- [TEXTAUSSCHNITT]

Basketball in der NBA:Und jetzt auch noch Westbrook nach Houston

NBA - Russell Westbrook gegen Chris Paul in Oklahoma

Westbrook (re.) gegen Paul: Diese beiden wechseln nun das Team. (Archivbild von 2014, als Paul noch für die LA Clippers auflief)

(Foto: AP)
  • In der US-Basketballliga NBA kommt es diesen Sommer reihenweise zu spektakulären Transfers.
  • Der neueste: Russell Westbrook geht im Tausch für Chris Paul von Oklahoma City Thunder zu den Houston Rockets.
  • Auch Deutsche sind von den wochenlangen Volten betroffen.

Von Jürgen Schmieder, Los Angeles

Die erste Meisterschaft in der Vereinsgeschichte der Toronto Raptors ist nur ein paar Minuten alt, da wird sie zur Nebensache. Reporterin Doris Burke will noch auf dem Parkett von Raptors-Finalheld Kawhi Leonard wissen, für welchen Verein er künftig spielen wolle. Leonard sagt dazu: nichts, er wolle erst mal die Gegenwart genießen.

Vergangenheit ist eher lästig heutzutage, Zukunft ist viel wichtiger, und genau darum geht es in der Sommerpause der nordamerikanischen Basketballliga NBA: einen Kader für die Zukunft basteln. Experten sagen einen wilden Sommer voraus, doch was dann schon vor Beginn der Wechselphase am 1. Juli passiert, das können nicht einmal begabte Verschwörungstheoretiker vorhersehen. Beobachtungen aus vier Wochen Wechsel-Wahnsinn.

Der Effekt von Zion Williamson

Die Wettquote der New York Knicks auf den Titelgewinn in der kommenden Saison Mitte Mai: 16:1. Platz sechs. Warum eigentlich, angesichts der schlechtesten Bilanz (15:65) der Liga? Nun, die Knicks haben wegen all der Niederlagen die größte Chance, beim Draft den außerweltlich begabten Zion Williamson zu verpflichten - aus der Gerüchteküche ist zudem zu hören, dass Kevin Durant und Kyrie Irving nach New York wechseln und mit Williamson ein kaum bremsbares Trio bilden könnten.

Die New Yorker, über Erfolglosigkeit der Knicks vereint in dieser Mischung aus Melancholie und Wut, die es so nur in dieser Stadt gibt, freuen sich auf die Zukunft im Madison Square Garden. Sie müssen sich jedoch gedulden. Bis zum 1. Juli darf den NBA-Regeln zufolge niemand mit niemandem über mögliche Wechsel sprechen. Geduld ist nicht unbedingt eine Tugend der New Yorker.

- [ARBEITSANWEISUNG 1] Extrahiere aus dem Textausschnitt wortgetreu die Passage, die mit „Basketball in der“ anfängt und sich bis „LA Clippers auflief)“ erstreckt.
- [ARBEITSANWEISUNG 2] Erläutere anhand des Textausschnitts in ein bis drei Sätzen, warum die New York Knicks Mitte Mai trotz der schlechtesten Bilanz der Liga auf Platz sechs der Wettquoten für den Titel standen.
- [ARBEITSANWEISUNG 3] Welcher Spieler wechselt laut dem Textausschnitt im Tausch für Russell Westbrook zu Oklahoma City Thunder?
Das anschließende Material steht in keinem Zusammenhang mit dem Textausschnitt.

- [EXTRAHIERTE EINTRÄGE]
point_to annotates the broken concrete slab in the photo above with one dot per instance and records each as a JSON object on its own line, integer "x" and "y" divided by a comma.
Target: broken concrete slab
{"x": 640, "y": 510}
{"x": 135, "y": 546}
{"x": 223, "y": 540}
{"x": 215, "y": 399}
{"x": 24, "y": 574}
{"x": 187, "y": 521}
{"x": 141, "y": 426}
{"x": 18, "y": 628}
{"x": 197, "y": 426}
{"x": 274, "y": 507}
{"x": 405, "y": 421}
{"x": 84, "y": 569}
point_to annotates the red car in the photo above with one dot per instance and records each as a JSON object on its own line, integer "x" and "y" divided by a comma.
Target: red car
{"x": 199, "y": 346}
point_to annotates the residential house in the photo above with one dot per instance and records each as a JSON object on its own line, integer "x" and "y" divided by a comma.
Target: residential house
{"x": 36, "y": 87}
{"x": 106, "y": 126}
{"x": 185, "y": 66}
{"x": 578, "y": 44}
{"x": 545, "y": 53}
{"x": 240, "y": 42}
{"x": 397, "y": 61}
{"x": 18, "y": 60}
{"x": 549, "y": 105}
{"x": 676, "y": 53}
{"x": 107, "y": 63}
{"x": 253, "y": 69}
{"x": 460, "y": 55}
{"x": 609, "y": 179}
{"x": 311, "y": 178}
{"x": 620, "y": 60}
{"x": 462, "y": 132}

- [RICHTIGE ANTWORT 1]
Basketball in der NBA:Und jetzt auch noch Westbrook nach Houston

NBA - Russell Westbrook gegen Chris Paul in Oklahoma

Westbrook (re.) gegen Paul: Diese beiden wechseln nun das Team. (Archivbild von 2014, als Paul noch für die LA Clippers auflief)

- [RICHTIGE ANTWORT 2] Wegen ihrer vielen Niederlagen hatten die Knicks die größte Chance, beim Draft Zion Williamson zu verpflichten. Zudem hieß es in der Gerüchteküche, Kevin Durant und Kyrie Irving könnten nach New York wechseln und mit Williamson ein kaum bremsbares Trio bilden.

- [RICHTIGE ANTWORT 3] Chris Paul.